▶ _Short exercise_:
Print word for word the lines below that run from the line containing "Objective — one marker per instance of the car window" through the final line, including both of those lines.

▶ _Data entries_:

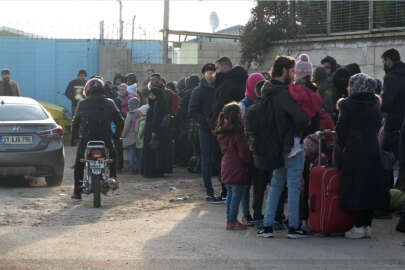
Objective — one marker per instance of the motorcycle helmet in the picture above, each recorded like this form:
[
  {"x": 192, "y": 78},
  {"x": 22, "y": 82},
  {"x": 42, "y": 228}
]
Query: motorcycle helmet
[{"x": 94, "y": 85}]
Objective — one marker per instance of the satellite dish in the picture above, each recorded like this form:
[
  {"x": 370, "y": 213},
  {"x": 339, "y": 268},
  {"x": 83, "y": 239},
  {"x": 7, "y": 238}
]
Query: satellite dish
[{"x": 214, "y": 21}]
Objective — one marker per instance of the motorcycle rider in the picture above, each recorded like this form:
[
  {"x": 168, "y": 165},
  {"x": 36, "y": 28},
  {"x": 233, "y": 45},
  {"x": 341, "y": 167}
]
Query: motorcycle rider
[{"x": 92, "y": 120}]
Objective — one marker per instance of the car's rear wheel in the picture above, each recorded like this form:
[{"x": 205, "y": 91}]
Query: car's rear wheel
[{"x": 54, "y": 180}]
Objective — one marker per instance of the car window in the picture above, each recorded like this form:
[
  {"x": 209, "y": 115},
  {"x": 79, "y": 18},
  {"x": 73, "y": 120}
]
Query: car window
[{"x": 21, "y": 112}]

▶ _Result of this exercise_:
Objective — one marker per instance of the car window in the picture above, each recorded like this form:
[
  {"x": 209, "y": 115},
  {"x": 79, "y": 18},
  {"x": 73, "y": 120}
]
Query: car window
[{"x": 21, "y": 112}]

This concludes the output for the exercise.